* [Action item]: Count how many lines below include the word "pointer". Answer with a number only.

* [Exercise inputs]:

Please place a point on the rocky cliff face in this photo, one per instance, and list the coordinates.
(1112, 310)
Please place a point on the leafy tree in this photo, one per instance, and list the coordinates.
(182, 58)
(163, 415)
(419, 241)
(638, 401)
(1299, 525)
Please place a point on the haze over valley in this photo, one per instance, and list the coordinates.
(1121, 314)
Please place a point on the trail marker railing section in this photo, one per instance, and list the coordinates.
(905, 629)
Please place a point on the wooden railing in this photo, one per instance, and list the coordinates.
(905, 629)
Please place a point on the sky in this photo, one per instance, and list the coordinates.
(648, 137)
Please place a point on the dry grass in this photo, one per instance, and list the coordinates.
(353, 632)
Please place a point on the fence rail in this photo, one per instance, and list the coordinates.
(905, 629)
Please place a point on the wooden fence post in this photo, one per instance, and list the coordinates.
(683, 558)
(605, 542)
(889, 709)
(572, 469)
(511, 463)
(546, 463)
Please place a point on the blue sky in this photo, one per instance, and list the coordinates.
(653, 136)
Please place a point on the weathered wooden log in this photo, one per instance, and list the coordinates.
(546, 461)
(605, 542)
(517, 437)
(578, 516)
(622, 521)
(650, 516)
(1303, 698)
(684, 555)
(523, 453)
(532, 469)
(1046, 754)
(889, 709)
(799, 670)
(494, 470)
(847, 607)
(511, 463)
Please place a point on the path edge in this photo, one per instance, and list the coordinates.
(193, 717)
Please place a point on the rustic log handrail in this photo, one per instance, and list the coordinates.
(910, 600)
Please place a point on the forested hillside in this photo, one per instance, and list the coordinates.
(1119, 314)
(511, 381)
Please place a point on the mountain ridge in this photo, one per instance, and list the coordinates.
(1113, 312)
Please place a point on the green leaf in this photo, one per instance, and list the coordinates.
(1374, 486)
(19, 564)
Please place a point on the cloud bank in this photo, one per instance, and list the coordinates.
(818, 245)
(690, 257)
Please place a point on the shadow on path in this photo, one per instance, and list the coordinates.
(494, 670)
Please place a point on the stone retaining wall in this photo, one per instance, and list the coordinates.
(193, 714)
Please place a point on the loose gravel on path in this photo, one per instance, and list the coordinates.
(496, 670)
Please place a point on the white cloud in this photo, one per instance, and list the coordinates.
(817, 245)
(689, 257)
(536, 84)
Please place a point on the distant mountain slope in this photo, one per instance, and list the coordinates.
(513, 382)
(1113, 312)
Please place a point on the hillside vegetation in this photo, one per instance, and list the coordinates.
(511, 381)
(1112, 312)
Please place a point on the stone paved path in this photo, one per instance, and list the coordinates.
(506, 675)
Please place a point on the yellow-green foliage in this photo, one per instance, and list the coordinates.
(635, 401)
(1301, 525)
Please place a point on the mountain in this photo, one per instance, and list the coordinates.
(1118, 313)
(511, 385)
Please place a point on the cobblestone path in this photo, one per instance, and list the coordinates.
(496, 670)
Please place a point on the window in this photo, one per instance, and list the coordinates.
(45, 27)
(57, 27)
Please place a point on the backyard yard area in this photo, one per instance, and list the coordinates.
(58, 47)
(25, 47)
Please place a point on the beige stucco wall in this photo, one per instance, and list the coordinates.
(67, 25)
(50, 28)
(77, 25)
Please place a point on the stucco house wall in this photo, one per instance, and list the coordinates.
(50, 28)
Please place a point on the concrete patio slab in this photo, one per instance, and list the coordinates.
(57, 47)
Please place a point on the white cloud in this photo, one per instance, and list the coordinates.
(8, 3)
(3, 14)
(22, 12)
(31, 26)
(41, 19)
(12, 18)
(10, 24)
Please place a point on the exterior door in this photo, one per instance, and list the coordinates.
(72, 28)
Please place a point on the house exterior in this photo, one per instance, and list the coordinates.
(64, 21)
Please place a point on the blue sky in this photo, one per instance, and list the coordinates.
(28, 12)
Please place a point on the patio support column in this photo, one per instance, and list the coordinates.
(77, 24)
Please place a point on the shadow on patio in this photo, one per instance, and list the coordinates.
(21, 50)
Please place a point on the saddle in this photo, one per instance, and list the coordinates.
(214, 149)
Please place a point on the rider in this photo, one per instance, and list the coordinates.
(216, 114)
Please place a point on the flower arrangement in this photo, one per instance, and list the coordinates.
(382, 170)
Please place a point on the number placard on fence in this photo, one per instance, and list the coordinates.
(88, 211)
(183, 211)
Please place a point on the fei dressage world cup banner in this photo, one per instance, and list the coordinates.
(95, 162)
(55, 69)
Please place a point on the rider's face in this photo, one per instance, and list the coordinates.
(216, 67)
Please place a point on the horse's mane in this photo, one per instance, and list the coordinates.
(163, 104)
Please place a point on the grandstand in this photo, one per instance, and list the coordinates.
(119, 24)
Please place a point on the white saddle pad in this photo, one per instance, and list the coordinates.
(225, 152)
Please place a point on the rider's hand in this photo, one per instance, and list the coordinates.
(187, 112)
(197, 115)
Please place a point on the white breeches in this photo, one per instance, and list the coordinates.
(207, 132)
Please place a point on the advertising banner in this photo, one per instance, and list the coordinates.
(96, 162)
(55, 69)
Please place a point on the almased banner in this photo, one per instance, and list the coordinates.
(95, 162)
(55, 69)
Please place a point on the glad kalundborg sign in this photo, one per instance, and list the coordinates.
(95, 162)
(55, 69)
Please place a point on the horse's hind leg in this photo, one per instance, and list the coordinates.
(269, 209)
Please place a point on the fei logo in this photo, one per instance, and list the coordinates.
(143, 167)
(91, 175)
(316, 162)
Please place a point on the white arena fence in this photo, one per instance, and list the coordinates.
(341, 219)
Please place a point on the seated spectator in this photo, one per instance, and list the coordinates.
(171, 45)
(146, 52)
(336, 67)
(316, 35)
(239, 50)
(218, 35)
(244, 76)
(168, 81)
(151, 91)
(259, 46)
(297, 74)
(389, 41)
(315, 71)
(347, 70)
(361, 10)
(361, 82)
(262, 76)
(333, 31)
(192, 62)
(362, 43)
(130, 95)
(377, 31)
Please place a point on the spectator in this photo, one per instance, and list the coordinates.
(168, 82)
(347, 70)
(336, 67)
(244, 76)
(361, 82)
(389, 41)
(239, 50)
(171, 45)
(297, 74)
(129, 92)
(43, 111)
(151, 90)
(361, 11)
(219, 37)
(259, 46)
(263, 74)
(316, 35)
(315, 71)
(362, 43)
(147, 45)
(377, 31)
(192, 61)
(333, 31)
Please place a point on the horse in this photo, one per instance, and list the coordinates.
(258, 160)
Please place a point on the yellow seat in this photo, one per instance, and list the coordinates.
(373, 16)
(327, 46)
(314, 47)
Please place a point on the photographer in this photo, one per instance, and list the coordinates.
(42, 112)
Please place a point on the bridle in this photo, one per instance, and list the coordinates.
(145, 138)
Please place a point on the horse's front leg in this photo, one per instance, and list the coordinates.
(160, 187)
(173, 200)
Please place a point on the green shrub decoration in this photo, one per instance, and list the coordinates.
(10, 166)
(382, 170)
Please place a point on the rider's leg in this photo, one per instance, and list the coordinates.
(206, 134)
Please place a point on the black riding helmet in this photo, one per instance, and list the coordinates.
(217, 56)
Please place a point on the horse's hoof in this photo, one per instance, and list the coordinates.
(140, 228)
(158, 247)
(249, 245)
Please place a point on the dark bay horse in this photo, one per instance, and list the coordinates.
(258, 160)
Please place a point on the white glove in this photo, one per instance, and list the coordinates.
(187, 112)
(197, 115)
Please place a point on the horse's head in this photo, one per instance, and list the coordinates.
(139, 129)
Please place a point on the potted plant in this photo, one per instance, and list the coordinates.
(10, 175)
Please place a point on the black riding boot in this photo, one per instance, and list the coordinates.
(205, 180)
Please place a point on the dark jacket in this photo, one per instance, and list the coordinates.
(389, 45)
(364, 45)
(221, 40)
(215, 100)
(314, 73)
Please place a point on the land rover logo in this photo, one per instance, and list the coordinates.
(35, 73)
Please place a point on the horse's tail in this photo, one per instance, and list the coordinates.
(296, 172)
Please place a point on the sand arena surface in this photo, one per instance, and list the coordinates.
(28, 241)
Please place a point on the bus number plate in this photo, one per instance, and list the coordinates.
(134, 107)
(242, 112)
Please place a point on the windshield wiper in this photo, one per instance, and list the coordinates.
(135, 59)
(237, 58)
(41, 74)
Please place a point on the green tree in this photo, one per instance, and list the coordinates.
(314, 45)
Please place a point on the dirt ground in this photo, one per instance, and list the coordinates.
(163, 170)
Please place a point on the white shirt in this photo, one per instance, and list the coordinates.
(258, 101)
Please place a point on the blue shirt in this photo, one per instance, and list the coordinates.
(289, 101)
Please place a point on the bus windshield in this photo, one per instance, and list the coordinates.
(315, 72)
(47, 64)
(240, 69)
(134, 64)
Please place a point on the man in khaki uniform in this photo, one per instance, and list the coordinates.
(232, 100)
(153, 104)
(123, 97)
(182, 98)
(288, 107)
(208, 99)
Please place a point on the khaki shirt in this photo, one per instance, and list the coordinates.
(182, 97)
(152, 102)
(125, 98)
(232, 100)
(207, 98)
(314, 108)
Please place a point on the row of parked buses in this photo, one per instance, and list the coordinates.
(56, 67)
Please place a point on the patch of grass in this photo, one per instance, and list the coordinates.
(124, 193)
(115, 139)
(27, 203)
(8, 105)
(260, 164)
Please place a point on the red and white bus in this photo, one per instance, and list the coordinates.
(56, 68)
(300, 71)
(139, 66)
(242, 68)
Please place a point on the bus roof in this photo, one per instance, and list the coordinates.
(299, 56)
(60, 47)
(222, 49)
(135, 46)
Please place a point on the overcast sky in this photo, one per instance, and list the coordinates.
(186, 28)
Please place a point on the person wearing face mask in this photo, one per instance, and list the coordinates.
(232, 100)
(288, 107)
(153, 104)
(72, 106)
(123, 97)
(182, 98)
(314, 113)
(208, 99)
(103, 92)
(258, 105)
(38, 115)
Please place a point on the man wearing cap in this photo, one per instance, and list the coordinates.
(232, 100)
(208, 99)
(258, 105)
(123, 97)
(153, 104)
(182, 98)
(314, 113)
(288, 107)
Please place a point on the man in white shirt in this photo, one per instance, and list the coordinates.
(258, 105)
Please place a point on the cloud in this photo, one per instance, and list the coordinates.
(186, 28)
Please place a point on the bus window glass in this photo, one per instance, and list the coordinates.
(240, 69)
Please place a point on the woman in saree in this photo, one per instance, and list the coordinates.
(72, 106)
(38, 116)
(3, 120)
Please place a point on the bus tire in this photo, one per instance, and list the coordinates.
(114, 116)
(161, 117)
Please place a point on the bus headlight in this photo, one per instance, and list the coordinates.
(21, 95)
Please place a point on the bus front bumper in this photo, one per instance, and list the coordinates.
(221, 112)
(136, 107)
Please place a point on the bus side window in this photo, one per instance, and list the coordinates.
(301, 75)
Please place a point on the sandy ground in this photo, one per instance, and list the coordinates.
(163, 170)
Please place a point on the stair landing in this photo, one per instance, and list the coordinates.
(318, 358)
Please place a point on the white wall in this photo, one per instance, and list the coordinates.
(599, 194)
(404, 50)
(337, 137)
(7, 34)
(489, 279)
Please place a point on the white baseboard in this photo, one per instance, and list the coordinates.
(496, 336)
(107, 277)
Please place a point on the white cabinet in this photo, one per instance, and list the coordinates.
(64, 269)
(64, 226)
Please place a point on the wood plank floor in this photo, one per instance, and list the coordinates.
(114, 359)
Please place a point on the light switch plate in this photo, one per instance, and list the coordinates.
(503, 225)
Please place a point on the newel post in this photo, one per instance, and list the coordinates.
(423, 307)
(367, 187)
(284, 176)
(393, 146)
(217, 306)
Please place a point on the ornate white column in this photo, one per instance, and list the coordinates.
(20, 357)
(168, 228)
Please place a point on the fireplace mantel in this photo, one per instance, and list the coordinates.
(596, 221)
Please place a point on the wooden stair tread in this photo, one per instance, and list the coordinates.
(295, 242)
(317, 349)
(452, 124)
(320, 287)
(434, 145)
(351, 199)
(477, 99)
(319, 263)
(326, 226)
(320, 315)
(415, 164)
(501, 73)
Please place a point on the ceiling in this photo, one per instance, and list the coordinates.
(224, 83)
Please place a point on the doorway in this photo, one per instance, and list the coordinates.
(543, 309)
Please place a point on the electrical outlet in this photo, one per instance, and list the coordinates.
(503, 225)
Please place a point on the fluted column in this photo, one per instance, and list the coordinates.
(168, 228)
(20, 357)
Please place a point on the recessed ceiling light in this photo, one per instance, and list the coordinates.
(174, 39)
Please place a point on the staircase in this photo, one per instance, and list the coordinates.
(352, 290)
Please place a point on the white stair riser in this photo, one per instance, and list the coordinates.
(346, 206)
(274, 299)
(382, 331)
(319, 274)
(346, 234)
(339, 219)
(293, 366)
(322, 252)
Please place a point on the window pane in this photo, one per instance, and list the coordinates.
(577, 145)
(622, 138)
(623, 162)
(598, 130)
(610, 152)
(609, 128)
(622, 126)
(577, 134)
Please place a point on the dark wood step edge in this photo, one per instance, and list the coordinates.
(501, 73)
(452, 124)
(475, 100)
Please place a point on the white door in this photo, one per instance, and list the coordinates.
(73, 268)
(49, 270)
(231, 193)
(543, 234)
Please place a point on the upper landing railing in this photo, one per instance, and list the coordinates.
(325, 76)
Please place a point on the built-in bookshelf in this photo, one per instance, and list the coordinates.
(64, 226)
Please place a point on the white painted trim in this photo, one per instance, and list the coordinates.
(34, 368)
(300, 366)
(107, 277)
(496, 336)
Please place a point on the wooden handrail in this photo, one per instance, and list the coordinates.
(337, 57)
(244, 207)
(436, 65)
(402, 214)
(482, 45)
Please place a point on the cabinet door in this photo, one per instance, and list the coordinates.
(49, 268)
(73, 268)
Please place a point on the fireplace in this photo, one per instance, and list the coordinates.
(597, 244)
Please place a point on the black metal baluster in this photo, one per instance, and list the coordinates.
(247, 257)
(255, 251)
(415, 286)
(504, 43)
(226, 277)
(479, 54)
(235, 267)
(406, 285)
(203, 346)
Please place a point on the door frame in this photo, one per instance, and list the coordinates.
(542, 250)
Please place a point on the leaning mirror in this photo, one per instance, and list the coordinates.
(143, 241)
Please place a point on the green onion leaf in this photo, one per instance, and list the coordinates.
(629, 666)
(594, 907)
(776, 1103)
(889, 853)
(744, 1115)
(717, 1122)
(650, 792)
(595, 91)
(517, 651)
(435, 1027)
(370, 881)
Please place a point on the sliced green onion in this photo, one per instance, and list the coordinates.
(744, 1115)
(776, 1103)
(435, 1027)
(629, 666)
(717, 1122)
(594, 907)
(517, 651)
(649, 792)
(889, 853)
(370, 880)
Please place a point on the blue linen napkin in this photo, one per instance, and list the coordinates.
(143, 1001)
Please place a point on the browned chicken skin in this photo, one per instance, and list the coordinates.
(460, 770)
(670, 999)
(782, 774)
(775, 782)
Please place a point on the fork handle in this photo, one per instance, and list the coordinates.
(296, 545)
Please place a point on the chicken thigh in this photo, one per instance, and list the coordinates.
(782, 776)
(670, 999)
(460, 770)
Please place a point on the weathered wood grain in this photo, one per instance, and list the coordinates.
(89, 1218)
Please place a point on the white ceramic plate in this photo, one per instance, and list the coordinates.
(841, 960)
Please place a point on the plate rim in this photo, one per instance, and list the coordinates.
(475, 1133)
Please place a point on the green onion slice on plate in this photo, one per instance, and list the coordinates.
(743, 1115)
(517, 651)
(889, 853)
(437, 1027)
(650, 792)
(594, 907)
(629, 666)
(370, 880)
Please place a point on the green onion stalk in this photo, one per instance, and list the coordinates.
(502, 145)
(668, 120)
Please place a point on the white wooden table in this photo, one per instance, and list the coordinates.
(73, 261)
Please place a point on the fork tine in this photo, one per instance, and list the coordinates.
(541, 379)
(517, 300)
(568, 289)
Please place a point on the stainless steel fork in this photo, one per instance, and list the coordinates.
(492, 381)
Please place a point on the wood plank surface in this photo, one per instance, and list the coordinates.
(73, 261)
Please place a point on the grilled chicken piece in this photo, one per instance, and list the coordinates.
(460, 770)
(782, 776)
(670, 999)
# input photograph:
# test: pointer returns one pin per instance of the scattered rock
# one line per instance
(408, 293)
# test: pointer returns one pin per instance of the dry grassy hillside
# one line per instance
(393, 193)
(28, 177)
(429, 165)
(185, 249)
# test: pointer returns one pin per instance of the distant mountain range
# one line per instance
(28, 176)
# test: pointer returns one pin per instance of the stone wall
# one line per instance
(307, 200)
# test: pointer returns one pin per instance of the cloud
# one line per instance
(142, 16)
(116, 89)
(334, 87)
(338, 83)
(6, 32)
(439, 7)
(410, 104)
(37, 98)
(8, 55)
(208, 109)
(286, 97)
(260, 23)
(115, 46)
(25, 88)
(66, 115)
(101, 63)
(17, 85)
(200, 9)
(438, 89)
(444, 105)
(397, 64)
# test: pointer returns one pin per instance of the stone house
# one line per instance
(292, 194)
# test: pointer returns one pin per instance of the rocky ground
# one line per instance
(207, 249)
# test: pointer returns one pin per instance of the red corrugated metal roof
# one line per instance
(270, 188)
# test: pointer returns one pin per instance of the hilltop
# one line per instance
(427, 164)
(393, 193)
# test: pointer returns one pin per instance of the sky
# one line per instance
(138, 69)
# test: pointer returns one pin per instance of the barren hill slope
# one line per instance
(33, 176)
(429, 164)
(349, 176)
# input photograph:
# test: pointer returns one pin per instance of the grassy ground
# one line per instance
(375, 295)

* [Response area]: 12